* Entries *
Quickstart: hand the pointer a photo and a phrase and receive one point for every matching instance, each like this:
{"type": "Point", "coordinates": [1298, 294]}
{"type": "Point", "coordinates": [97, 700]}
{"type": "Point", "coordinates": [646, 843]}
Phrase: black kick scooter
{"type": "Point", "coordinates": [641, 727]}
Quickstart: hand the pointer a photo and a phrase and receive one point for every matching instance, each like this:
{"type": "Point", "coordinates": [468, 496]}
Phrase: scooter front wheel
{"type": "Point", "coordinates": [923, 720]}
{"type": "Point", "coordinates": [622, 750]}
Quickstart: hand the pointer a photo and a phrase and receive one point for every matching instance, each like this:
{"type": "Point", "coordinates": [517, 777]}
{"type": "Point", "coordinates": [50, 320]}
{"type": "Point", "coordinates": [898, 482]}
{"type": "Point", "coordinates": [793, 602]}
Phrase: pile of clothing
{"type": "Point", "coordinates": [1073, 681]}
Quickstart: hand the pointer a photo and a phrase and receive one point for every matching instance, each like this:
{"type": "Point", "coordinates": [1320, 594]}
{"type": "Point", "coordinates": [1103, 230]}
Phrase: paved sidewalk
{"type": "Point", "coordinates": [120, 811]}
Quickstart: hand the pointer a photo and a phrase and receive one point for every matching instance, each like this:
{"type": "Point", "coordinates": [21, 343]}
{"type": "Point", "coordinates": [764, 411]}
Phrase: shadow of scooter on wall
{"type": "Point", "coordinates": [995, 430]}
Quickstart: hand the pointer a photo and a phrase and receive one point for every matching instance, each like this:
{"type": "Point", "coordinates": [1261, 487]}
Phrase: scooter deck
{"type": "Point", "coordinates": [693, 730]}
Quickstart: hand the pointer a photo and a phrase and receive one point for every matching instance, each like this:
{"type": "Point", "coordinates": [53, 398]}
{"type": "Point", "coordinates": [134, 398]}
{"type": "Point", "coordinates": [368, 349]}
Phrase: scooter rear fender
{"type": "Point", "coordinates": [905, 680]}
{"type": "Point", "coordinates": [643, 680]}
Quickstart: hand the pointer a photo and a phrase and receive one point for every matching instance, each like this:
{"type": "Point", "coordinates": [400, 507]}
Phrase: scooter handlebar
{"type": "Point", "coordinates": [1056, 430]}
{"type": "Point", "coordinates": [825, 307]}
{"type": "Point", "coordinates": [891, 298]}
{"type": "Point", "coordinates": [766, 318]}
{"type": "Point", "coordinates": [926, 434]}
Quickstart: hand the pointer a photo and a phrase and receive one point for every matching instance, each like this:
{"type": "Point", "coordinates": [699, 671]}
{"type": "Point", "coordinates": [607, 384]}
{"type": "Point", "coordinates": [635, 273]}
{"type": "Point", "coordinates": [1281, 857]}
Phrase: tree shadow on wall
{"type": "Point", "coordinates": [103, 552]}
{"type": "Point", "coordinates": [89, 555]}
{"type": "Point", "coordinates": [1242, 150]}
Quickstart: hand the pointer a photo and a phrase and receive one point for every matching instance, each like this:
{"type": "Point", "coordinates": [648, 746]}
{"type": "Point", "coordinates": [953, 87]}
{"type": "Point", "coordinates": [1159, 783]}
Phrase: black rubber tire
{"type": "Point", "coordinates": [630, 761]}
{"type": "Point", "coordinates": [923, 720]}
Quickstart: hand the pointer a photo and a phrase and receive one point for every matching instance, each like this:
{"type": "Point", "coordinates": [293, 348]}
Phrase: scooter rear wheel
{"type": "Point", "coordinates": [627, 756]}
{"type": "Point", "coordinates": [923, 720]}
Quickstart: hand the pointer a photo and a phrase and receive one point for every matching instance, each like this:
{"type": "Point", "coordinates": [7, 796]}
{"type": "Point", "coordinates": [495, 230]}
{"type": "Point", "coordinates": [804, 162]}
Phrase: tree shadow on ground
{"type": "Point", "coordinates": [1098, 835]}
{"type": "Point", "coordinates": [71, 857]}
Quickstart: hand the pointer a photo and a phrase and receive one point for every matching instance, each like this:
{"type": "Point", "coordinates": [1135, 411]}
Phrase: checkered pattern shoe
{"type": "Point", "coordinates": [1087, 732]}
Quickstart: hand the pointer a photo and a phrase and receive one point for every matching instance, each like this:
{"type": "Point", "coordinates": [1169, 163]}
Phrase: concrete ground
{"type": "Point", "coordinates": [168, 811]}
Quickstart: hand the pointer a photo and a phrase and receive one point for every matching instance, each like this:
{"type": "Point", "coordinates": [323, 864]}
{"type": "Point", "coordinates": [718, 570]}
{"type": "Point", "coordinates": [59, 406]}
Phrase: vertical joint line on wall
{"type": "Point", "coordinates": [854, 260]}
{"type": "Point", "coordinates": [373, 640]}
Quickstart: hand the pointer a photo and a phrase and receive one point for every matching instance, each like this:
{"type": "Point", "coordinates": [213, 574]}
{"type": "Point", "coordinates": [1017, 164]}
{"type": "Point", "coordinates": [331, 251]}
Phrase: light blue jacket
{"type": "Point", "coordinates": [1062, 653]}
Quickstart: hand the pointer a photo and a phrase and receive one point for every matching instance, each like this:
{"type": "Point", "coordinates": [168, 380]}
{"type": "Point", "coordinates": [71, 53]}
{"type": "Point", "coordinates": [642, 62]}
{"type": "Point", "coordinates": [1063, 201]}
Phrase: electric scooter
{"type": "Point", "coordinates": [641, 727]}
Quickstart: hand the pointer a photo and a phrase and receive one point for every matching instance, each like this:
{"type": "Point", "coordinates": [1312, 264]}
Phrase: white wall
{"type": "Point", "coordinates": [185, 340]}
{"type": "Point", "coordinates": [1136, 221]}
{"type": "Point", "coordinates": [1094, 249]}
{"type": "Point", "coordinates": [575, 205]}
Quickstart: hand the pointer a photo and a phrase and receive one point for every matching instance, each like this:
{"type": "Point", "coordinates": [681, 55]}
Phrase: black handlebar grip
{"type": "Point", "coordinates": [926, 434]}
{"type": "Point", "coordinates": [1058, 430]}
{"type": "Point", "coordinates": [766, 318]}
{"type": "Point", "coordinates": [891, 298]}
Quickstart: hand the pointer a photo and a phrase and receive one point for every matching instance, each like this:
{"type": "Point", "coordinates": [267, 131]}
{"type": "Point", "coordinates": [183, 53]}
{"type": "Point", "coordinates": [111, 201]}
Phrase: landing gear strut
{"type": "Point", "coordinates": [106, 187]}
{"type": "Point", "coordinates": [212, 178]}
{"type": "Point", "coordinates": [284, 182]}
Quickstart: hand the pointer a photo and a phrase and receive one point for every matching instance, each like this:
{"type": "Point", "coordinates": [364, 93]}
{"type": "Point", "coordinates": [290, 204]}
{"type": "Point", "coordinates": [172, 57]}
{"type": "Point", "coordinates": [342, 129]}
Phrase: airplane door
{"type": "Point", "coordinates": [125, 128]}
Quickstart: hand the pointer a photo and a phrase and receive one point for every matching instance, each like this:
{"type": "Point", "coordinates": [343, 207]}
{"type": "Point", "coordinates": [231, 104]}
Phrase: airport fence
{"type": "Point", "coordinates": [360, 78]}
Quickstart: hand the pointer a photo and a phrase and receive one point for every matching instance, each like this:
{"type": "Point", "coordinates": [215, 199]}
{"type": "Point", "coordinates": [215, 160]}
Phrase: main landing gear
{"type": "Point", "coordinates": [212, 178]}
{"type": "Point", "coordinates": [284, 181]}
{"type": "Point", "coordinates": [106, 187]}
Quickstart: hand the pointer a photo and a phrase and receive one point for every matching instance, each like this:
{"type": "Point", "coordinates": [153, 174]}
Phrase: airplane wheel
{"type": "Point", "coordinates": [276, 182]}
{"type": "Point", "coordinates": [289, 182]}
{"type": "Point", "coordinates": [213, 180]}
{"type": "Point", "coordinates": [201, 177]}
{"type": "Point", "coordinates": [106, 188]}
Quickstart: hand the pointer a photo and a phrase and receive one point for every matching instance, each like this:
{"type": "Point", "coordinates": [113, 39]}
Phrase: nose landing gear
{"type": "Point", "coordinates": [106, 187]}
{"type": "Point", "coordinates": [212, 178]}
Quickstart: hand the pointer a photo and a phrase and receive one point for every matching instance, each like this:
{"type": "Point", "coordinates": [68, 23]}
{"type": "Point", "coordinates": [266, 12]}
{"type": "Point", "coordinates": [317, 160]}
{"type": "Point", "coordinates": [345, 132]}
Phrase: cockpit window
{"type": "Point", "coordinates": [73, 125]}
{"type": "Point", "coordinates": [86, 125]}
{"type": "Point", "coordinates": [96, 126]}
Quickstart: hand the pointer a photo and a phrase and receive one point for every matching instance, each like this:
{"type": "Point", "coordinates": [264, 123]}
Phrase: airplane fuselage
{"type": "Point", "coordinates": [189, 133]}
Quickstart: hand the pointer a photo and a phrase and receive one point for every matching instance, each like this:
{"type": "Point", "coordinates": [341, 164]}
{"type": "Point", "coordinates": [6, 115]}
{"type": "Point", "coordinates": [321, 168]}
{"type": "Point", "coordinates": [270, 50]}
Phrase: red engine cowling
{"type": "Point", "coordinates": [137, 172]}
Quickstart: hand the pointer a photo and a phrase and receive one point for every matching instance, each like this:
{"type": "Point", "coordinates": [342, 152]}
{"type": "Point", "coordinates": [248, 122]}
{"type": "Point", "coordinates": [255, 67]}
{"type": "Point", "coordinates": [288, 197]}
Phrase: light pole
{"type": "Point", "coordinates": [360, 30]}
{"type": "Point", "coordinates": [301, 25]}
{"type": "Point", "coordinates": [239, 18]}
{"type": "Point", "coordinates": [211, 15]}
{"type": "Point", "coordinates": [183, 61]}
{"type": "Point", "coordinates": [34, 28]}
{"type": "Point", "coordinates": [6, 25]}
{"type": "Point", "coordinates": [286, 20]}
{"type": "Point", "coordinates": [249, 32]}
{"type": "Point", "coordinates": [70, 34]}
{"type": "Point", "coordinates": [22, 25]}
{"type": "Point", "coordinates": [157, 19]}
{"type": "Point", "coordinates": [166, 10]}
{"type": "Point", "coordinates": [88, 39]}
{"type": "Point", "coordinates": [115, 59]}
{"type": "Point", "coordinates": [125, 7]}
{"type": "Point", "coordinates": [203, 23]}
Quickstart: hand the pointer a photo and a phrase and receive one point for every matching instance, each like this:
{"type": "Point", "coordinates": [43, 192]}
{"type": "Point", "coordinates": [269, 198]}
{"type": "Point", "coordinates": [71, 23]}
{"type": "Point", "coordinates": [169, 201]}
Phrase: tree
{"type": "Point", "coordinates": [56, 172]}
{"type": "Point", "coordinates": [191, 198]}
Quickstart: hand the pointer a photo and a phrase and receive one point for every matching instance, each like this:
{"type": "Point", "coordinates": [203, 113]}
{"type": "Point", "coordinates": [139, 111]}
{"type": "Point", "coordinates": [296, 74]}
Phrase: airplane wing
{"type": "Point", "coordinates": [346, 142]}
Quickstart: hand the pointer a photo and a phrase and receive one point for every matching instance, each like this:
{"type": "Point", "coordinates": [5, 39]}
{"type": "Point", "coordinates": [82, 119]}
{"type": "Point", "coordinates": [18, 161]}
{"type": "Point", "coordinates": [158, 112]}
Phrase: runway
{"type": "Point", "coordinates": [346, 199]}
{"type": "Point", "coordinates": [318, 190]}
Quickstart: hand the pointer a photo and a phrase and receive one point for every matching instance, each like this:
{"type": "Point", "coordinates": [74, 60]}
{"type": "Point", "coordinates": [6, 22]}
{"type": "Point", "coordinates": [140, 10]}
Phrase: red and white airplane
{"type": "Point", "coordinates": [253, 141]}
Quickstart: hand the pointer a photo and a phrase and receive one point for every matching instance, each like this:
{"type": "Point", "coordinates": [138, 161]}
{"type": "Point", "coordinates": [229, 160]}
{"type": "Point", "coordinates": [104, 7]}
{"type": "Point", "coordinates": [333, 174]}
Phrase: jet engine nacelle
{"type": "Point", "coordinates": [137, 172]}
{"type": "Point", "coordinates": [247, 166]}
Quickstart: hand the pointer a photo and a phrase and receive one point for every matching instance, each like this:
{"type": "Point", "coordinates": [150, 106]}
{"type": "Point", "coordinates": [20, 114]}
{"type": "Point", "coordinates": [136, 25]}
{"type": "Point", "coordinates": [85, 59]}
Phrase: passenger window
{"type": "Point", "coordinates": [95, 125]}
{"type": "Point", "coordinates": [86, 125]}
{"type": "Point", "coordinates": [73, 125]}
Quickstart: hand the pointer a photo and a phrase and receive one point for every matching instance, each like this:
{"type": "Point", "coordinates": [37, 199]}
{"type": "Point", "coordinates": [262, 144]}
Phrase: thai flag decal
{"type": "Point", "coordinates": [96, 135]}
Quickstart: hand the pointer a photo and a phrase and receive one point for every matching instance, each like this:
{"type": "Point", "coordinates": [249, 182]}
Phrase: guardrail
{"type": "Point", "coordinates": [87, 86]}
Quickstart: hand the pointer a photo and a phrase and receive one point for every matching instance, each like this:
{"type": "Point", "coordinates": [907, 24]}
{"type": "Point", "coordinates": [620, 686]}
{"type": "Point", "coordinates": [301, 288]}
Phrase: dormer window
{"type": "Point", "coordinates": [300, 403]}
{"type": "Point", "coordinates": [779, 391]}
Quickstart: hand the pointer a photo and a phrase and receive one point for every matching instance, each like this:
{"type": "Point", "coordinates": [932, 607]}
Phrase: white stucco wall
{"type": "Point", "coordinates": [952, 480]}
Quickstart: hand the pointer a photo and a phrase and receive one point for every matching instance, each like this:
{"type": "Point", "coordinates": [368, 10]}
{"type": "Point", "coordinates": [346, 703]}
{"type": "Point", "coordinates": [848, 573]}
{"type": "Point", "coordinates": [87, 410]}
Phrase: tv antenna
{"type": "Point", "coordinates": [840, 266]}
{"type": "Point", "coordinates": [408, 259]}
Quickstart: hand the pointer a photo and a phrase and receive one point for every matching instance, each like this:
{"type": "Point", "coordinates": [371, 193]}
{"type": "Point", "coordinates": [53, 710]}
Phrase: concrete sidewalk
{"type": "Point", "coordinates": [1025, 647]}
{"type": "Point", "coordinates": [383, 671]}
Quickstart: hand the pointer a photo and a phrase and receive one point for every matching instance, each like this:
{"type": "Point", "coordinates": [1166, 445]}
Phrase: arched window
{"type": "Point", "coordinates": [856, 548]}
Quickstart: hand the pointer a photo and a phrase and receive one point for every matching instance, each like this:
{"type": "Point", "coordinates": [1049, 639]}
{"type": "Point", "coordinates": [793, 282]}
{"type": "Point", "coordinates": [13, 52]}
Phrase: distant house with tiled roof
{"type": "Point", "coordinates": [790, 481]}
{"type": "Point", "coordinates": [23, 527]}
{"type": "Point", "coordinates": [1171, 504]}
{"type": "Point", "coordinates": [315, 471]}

* What the task requires *
Pull out each line above that contains the string "scooter". Matching is case-sensitive.

* Output of the exercise *
Phrase: black kick scooter
Phrase: scooter front wheel
Phrase: shadow of scooter on wall
Phrase: scooter deck
Phrase: scooter rear fender
Phrase: scooter handlebar
Phrase: scooter rear wheel
Phrase: electric scooter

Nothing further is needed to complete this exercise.